─── Dataset

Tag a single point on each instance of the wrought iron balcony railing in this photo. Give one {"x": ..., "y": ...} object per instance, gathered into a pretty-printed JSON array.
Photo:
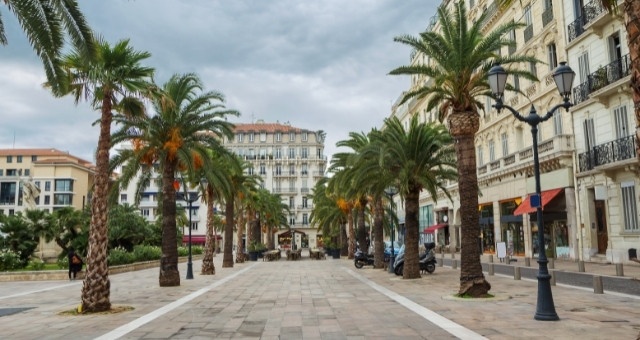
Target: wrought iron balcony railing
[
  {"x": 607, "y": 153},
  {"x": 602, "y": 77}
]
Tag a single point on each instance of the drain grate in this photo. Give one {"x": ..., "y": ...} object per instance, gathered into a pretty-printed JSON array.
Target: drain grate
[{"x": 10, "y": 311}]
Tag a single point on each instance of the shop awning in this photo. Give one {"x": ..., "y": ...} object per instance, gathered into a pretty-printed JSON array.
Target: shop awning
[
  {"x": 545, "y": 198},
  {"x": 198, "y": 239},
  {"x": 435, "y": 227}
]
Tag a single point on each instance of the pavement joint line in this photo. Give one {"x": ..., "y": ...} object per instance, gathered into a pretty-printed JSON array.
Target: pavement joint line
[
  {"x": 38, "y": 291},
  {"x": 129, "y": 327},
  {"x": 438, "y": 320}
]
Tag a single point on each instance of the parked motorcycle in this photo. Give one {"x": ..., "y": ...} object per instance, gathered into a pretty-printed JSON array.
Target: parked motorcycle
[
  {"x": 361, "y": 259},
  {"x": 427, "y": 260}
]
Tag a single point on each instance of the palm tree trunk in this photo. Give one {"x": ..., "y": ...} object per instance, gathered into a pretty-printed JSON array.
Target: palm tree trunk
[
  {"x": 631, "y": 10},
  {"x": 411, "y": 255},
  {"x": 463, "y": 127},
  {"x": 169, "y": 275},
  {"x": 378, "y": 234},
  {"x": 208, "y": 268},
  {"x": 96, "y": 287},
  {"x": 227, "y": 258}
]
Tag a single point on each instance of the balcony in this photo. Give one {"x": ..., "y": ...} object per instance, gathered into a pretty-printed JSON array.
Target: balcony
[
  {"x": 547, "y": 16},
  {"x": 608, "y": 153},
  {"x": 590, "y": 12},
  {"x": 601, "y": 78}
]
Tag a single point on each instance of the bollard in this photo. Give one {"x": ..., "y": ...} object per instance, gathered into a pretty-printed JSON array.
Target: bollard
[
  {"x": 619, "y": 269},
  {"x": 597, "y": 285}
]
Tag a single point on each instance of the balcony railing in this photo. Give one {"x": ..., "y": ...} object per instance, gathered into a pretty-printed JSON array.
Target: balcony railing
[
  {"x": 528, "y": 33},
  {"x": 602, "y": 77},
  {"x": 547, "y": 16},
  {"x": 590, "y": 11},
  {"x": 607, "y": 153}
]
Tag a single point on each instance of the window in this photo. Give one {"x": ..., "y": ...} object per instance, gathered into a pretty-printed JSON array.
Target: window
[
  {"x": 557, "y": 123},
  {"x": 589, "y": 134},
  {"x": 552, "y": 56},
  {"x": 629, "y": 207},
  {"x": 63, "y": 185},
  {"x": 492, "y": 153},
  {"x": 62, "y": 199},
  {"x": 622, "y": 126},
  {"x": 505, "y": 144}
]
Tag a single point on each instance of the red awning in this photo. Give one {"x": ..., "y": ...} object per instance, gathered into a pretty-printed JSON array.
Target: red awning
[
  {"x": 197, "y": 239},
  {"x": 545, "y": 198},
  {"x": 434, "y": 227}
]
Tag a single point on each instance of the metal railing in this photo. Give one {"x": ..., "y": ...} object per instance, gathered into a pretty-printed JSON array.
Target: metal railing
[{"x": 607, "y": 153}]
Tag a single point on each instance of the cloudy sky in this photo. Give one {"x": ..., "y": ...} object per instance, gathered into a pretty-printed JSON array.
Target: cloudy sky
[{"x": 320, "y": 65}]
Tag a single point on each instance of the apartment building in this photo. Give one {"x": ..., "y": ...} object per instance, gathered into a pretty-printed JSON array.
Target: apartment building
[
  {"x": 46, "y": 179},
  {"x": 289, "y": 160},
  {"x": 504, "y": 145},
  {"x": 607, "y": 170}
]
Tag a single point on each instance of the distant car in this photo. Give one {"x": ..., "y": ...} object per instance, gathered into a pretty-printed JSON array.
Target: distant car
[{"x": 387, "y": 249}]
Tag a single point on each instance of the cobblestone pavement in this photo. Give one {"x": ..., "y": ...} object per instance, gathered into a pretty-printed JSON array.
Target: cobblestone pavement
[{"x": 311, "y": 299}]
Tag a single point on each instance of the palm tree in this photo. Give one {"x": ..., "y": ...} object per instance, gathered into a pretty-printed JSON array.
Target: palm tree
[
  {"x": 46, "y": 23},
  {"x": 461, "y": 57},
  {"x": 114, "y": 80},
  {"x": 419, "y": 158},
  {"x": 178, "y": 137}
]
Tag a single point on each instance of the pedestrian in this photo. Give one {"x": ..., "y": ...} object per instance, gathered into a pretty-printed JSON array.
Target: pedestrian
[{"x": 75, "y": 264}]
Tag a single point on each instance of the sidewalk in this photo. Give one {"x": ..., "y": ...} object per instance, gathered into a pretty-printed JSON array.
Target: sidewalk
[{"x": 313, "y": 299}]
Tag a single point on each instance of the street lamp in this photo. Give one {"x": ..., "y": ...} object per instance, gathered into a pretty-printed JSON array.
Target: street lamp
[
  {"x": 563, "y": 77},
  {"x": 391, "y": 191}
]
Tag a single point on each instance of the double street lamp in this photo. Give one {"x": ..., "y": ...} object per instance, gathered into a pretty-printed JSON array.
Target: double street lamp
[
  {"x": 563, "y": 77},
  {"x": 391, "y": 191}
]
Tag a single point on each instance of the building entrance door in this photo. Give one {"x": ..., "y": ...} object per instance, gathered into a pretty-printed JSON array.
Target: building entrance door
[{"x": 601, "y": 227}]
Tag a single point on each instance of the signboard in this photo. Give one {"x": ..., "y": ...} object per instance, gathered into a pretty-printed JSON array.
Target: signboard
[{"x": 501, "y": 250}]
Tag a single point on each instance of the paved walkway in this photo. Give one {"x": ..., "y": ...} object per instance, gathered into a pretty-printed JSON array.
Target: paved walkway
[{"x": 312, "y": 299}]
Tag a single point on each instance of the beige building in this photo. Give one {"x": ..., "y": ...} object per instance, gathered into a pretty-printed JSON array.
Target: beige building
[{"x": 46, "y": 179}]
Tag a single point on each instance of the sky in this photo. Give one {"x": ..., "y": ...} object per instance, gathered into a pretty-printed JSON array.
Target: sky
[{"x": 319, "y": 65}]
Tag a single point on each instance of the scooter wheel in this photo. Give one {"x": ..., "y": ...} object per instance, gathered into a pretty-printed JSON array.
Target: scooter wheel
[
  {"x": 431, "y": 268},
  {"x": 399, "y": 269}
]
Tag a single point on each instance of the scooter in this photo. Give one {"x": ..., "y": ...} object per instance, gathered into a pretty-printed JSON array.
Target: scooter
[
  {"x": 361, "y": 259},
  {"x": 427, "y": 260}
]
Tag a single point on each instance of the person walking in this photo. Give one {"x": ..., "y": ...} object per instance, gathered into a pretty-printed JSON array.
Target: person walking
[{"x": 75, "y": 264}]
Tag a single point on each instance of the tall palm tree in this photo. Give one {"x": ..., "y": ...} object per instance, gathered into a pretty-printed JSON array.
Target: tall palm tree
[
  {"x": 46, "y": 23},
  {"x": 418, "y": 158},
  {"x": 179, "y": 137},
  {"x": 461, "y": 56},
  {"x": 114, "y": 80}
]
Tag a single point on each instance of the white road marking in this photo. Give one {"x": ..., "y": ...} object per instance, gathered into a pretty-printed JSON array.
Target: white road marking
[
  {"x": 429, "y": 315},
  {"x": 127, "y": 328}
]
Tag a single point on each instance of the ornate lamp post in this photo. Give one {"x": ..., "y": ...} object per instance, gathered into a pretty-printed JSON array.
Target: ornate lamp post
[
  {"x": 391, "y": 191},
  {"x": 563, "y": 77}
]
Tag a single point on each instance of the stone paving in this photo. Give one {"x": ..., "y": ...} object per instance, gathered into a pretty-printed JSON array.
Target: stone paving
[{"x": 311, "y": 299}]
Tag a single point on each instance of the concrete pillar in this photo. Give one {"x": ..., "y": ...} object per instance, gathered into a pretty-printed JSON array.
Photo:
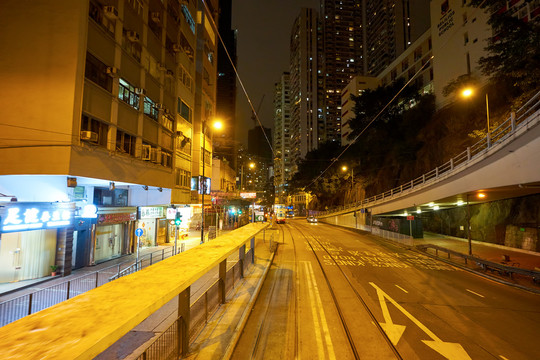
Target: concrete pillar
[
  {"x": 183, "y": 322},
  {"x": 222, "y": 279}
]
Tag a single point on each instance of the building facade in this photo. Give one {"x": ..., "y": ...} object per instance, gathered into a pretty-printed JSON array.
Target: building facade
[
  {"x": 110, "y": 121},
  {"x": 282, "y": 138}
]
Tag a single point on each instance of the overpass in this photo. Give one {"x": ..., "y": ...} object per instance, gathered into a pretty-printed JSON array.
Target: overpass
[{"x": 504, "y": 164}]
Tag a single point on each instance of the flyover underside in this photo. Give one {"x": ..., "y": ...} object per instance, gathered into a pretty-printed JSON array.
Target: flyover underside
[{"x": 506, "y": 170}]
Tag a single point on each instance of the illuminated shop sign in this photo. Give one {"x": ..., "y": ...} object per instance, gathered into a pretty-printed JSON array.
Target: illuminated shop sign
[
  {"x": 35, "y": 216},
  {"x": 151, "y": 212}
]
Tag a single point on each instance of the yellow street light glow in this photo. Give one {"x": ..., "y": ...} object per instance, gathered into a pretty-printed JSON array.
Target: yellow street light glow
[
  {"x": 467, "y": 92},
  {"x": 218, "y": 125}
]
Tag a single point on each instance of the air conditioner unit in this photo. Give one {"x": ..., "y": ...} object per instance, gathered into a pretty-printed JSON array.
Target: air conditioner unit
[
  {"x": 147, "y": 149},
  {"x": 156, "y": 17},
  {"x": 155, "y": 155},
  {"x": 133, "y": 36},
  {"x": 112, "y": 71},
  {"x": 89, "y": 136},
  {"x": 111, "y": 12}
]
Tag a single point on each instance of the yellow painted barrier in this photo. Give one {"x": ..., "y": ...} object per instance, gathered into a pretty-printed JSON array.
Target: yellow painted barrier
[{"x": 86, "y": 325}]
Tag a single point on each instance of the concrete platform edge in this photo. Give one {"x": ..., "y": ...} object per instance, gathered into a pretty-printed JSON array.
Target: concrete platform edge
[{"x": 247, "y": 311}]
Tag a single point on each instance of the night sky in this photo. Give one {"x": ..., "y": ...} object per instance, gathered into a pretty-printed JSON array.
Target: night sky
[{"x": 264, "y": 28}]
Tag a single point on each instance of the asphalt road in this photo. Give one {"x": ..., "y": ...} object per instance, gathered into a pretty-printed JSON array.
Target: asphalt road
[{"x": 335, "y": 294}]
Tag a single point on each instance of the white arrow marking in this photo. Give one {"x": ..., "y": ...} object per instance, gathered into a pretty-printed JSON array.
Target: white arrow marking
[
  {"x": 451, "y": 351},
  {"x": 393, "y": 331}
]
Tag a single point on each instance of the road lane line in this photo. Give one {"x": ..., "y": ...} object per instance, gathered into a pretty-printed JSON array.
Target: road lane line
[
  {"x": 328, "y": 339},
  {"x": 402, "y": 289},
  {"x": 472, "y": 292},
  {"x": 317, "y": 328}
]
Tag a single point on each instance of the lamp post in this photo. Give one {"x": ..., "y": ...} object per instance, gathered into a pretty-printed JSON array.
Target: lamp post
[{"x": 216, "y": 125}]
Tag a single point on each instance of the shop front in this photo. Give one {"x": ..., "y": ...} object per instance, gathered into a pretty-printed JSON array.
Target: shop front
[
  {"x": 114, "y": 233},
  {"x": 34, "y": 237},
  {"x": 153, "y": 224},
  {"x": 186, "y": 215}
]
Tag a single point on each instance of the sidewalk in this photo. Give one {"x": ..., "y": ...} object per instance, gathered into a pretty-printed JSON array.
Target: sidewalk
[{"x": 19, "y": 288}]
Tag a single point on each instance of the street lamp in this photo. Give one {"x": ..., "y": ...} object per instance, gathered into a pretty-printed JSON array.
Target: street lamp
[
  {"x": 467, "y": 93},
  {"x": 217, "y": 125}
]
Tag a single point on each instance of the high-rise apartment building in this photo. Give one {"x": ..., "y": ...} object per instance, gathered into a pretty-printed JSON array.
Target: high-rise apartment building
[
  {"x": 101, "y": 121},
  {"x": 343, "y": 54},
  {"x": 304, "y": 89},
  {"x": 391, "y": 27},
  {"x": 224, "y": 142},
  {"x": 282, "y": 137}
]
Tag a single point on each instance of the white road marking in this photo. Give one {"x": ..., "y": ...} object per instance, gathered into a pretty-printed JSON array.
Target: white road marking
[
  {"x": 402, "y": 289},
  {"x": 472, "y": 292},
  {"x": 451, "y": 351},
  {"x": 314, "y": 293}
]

──────

> _Set exercise_: Exactly reproduce the lines beginning with the one that contains "Tag a single point on each instance of the white arrow" and ending with the last line of the material, both included. Leave out everything else.

> _Expected answer_:
Tag a single point on each instance of the white arrow marking in this photo. Give one {"x": ..., "y": ...} object per instance, gathered into a pretty-printed JSON array.
Target: white arrow marking
[
  {"x": 451, "y": 351},
  {"x": 393, "y": 331}
]
Tag a single point on each instance of the road lane line in this photo. Give one {"x": ..., "y": ...} object per instance, gathered into a pretty-printed JSON array.
Target: road lane line
[
  {"x": 328, "y": 339},
  {"x": 402, "y": 289},
  {"x": 472, "y": 292},
  {"x": 317, "y": 328}
]
Tag a single point on each instance of the lamp post in this photo. Give one {"x": ..., "y": ...} object per instance, gathered into a pretty-printed JSON array.
Target: lamp post
[{"x": 216, "y": 125}]
Tag a single point on each instance of the shop front in this photo. Give one {"x": ..., "y": ...} object per instance, gathered into a pretty-printed JSON array.
Target: shop front
[
  {"x": 114, "y": 233},
  {"x": 34, "y": 237},
  {"x": 153, "y": 224},
  {"x": 186, "y": 215}
]
Tag a single point on each instance of the sidewalk in this photo. Give one {"x": ..., "y": ...} object per instance, gathered into a pretty-printed JSON array.
Target: sidewalk
[{"x": 19, "y": 288}]
Tag a single point on each instance of the street lamp in this photo. Give one {"x": ..., "y": ...} object per instance, gathered into a pretty-printed JSON array.
Target: street lamp
[
  {"x": 467, "y": 93},
  {"x": 217, "y": 125}
]
Tag a single point on each instance of the high-rise apartment building in this photo. Give one {"x": ..., "y": ...} object per instance, gathered into a pretty-printed JSON array.
Target: high-rise apartment building
[
  {"x": 101, "y": 121},
  {"x": 343, "y": 54},
  {"x": 304, "y": 89},
  {"x": 391, "y": 27},
  {"x": 224, "y": 142},
  {"x": 282, "y": 137}
]
Tag a single point on each instance of the white road marking in this photo. Give one {"x": ..., "y": ...} object per instance, gathered into a pretty-printed JSON array.
Target: white road marking
[
  {"x": 402, "y": 289},
  {"x": 472, "y": 292},
  {"x": 451, "y": 351},
  {"x": 314, "y": 293}
]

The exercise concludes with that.